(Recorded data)
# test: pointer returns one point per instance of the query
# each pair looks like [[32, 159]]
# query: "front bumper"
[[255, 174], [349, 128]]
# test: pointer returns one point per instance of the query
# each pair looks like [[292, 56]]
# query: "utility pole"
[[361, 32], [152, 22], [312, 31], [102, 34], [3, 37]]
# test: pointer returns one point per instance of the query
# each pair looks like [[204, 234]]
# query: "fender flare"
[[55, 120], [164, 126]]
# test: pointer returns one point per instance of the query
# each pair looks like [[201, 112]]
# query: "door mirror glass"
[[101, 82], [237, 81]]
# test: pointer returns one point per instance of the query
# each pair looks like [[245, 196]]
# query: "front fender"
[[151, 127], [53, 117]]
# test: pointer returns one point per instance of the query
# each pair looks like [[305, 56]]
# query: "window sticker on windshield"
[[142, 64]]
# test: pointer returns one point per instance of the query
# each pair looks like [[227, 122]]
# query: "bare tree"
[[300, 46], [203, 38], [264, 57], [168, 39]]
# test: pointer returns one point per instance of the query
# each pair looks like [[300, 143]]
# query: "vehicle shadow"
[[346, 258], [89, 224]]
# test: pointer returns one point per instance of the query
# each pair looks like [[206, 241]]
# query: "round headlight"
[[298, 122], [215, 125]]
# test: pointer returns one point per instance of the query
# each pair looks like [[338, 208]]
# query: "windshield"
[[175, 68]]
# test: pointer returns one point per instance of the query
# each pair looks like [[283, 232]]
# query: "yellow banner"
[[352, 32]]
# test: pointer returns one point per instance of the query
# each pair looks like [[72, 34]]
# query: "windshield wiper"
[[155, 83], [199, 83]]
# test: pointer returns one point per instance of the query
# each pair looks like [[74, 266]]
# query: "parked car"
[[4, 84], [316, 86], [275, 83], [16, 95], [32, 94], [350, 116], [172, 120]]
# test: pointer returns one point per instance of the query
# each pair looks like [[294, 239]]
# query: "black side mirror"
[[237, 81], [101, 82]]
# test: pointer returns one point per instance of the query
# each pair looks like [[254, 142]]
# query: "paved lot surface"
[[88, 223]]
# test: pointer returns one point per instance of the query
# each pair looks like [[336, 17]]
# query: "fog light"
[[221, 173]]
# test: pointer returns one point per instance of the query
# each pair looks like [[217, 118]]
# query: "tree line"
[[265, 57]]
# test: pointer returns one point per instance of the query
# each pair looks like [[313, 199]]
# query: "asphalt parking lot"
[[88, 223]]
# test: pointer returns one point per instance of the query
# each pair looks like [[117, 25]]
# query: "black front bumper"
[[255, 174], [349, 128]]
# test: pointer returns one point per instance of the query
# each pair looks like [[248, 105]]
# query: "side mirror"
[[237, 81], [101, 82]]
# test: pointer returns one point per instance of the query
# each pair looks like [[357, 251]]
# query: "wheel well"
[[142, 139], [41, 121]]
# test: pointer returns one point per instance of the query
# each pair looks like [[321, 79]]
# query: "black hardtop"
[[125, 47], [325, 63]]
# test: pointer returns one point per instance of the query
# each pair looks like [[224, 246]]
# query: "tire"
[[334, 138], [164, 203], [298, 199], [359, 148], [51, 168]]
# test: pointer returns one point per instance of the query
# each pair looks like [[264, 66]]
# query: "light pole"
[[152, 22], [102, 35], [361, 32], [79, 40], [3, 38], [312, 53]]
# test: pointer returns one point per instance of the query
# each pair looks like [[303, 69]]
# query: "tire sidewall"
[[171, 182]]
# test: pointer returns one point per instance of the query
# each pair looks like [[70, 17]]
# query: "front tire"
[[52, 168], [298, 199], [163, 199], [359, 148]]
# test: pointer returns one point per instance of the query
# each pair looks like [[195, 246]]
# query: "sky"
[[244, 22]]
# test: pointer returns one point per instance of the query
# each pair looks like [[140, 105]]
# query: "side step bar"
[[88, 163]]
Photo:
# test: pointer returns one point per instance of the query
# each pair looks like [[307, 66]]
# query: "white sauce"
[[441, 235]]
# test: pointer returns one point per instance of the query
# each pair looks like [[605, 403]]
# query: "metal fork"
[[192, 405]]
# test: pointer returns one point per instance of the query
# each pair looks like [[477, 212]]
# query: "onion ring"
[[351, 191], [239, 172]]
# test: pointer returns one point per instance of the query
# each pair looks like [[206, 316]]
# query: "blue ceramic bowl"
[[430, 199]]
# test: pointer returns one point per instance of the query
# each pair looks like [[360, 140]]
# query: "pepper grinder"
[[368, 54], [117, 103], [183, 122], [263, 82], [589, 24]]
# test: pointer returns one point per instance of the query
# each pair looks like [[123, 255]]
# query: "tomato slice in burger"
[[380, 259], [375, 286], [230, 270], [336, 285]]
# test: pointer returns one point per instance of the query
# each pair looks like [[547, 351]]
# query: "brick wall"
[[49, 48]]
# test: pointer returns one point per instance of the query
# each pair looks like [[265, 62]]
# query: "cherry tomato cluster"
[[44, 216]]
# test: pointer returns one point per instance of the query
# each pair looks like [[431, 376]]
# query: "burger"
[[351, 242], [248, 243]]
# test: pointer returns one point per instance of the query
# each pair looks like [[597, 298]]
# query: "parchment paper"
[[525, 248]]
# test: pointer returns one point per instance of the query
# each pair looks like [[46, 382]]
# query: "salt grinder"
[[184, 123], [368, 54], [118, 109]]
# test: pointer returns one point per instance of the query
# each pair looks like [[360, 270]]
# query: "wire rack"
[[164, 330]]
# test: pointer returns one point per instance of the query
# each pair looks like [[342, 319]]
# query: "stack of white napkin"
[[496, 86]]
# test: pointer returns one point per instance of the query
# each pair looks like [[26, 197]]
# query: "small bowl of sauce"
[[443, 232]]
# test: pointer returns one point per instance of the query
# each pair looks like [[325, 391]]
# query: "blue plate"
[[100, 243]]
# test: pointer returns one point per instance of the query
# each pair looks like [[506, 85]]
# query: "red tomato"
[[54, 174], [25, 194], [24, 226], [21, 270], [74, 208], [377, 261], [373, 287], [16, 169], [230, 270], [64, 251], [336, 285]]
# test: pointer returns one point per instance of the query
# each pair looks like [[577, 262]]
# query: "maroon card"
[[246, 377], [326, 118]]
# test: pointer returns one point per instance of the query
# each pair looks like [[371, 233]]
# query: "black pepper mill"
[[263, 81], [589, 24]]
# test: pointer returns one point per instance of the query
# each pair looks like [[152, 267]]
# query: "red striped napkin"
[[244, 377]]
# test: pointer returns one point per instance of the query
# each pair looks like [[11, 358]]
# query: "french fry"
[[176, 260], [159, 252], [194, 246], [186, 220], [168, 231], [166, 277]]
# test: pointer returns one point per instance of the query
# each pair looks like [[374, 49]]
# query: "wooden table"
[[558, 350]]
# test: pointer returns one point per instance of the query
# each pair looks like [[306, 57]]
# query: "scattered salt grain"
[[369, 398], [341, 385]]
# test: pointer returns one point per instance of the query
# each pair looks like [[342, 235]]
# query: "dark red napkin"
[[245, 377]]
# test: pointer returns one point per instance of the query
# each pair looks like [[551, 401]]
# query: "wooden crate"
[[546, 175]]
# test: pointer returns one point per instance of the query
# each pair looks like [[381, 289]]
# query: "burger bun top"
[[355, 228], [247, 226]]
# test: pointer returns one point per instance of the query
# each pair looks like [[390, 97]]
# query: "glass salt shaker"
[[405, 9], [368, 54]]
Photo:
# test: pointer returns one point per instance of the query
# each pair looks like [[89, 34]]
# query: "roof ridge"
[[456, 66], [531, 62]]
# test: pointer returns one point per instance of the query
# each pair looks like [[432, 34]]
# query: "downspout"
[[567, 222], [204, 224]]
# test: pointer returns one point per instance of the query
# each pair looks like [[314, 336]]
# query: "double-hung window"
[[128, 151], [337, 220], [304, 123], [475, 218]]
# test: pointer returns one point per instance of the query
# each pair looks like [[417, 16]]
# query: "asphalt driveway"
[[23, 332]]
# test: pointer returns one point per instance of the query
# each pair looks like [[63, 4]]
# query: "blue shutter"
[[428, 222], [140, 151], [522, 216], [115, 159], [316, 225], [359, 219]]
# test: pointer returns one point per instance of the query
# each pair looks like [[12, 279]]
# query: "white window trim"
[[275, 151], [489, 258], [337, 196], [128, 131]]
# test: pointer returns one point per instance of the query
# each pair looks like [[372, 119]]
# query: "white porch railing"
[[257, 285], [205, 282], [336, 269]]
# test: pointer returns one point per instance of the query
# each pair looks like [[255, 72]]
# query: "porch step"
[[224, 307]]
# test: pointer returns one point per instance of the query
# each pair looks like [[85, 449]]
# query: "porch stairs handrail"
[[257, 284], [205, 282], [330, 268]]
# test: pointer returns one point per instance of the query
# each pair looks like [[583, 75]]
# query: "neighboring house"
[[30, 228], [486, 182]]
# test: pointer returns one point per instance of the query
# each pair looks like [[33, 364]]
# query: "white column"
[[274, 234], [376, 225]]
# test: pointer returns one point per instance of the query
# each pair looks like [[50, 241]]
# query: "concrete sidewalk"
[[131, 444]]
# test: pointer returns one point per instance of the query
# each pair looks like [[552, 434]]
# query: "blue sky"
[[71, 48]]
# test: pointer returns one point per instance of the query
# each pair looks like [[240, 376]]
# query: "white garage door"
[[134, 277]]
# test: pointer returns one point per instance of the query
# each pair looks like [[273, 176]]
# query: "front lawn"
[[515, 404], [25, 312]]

■ EXERCISE DIRECTIONS
Collect every line of the material in which the string "salt" appears. Case counts.

■ ANSWER TO THIS PROBLEM
# query: "salt grinder"
# query: "scattered salt grain"
# query: "glass salt shaker"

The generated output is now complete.